• _Tantangan_:
[a] Ubah paragraf dalam artikel tentang konsep 3B yang dimulai dengan "Brain atau pikiran merefleksikan" menjadi daftar poin singkat tanpa menghilangkan fakta utamanya.
[b] Tuliskan kembali tanpa perubahan bagian artikel tentang konsep 3B dari "Leila Mona Ganiem" sampai "tiga kekuatan tadi.".

• _Kutipan Pilihan_:
|---|

Leila Mona Ganiem
(Doktor Ilmu Komunikasi dan Konsultan Pengembangan Pribadi)

Sebuah tulisan berjudul 'Pendidikan Budaya dan Karakter Menurun'  (Republika, 18 Januari 2010) mengusik perasaan saya. Nilai-nilai budaya, seperti tata krama, etika, kreativitas, keteguhan hati, tangguh, pantang menyerah, bangga terhadap budaya sendiri, berjuang dan berprestasi dengan optimal, serta nilai-nilai luhur lainnya, kian langka kita temukan. Urgensi yang muncul dari realitas ini adalah kebutuhan akan pribadi manusia Indonesia yang berbudaya dan berkarakter tangguh.

Sebagai acuan dasar, kita dapat menggunakan konsep brain, behaviour, beauty (3B). Konsep 3B kerap dipakai sebagai tolok ukur kepribadian yang baik diranah profesional ataupun sosial. Kontes pemilihan putri/jejaka juga biasa mengukur indikator ini. Mari, kita elaborasi  tiga kekuatan tadi.

Brain, behavior, and beauty
Brain atau pikiran merefleksikan pengetahuan yang diperlukan dalam hidup. Brain juga berkaitan dengan pilihan keahlian yang didalami. Keahlian tersebut membawa seseorang pada perannya saat ini. Penggalian keahlian yang mumpuni mendukung peran signifikan seseorang. Brain lebih bermakna tidak single, melainkan multibidang. Misalnya, seorang guru profesional perlu memiliki pengetahuan subbidang materi ajarnya, penyampaian materi ajar, psikologi anak, strategi memotivasi agar anak berminat mengelaborasi kreatif potensinya, bahasa Inggris,  menulis, tahu teknologi informasi, etika, dan masih banyak lagi. Analogi yang kira-kira sama dapat digunakan bagi pekerjaan lain, seperti jurnalis, dokter, petani, pedagang, direktur perusahaan, dan berbagai peran lainnya.

Behavior atau perilaku. Dalam kehidupan, keahlian atau pengetahuan saja tidak cukup. Menurut David Goleman, perlu perilaku yang disebut kecerdasan emosional. Menurutnya, ada empat kompetensi penting yang selayaknya digunakan seseorang. Pertama, mampu membaca emosi diri dan dampaknya terhadap orang lain. Kedua, mampu mengontrol emosi serta beradaptasi pada perubahan lingkungan. Ketiga, mampu memahami emosi orang lain dan dampaknya terhadap organisasi. Keempat, mampu menginspirasi, memengaruhi, mengembangkan orang lain, serta mengatasi konflik.

Refleksi dari kecerdasan emosional tercermin dari sikap yang diambilnya. Mampukah seorang pejabat yang telah bersusah payah dan penuh biaya dalam memperoleh posisi menolak tawaran uang yang dihaturkan dengan sangat sopan dan tampak bebas risiko? Apakah seseorang memiliki kekuatan menahan diri dari narkoba yang ada di tangannya? Apakah seorang siswa bisa menahan diri dari menyontek yang saat itu bisa dilakukannya?  Kesanggupan memenangkan nilai-nilai luhur merefleksikan kecerdasan emosional seseorang.

|---|

• _Data Tersimpan_:
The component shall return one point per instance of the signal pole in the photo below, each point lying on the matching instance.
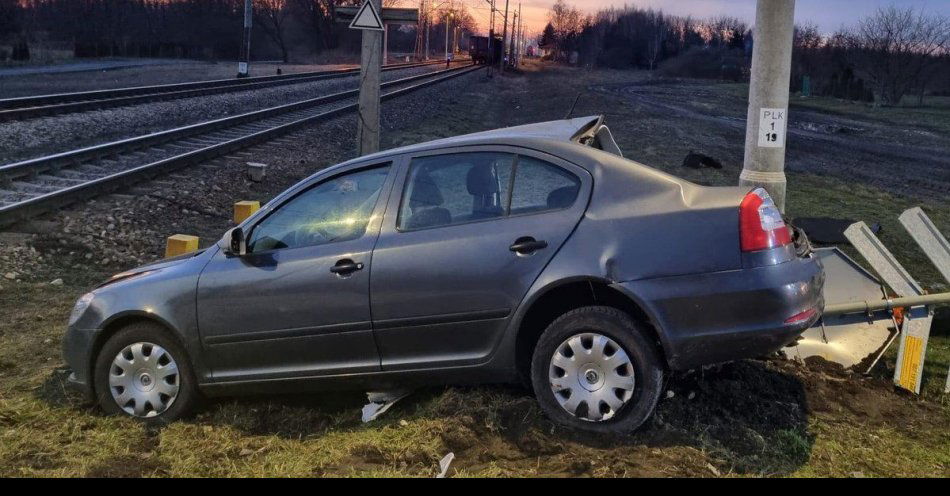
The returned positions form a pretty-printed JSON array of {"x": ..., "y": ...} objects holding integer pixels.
[
  {"x": 245, "y": 62},
  {"x": 767, "y": 121}
]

|---|

• _Hasil_:
[a]
- Brain atau pikiran mencerminkan pengetahuan yang diperlukan dalam hidup dan berkaitan dengan keahlian yang didalami.
- Keahlian itu membawa seseorang pada perannya saat ini. Keahlian yang mumpuni menopang peran yang signifikan.
- Brain lebih bermakna bila multibidang, bukan tunggal.
- Contohnya, guru profesional perlu menguasai subbidang materi ajar, cara menyampaikan materi, psikologi anak, strategi memotivasi anak agar mengembangkan potensinya secara kreatif, bahasa Inggris, menulis, teknologi informasi, etika, dan banyak hal lain.
- Analogi serupa berlaku untuk jurnalis, dokter, petani, pedagang, direktur perusahaan, dan peran lainnya.

[b]
Leila Mona Ganiem
(Doktor Ilmu Komunikasi dan Konsultan Pengembangan Pribadi)

Sebuah tulisan berjudul 'Pendidikan Budaya dan Karakter Menurun'  (Republika, 18 Januari 2010) mengusik perasaan saya. Nilai-nilai budaya, seperti tata krama, etika, kreativitas, keteguhan hati, tangguh, pantang menyerah, bangga terhadap budaya sendiri, berjuang dan berprestasi dengan optimal, serta nilai-nilai luhur lainnya, kian langka kita temukan. Urgensi yang muncul dari realitas ini adalah kebutuhan akan pribadi manusia Indonesia yang berbudaya dan berkarakter tangguh.

Sebagai acuan dasar, kita dapat menggunakan konsep brain, behaviour, beauty (3B). Konsep 3B kerap dipakai sebagai tolok ukur kepribadian yang baik diranah profesional ataupun sosial. Kontes pemilihan putri/jejaka juga biasa mengukur indikator ini. Mari, kita elaborasi  tiga kekuatan tadi.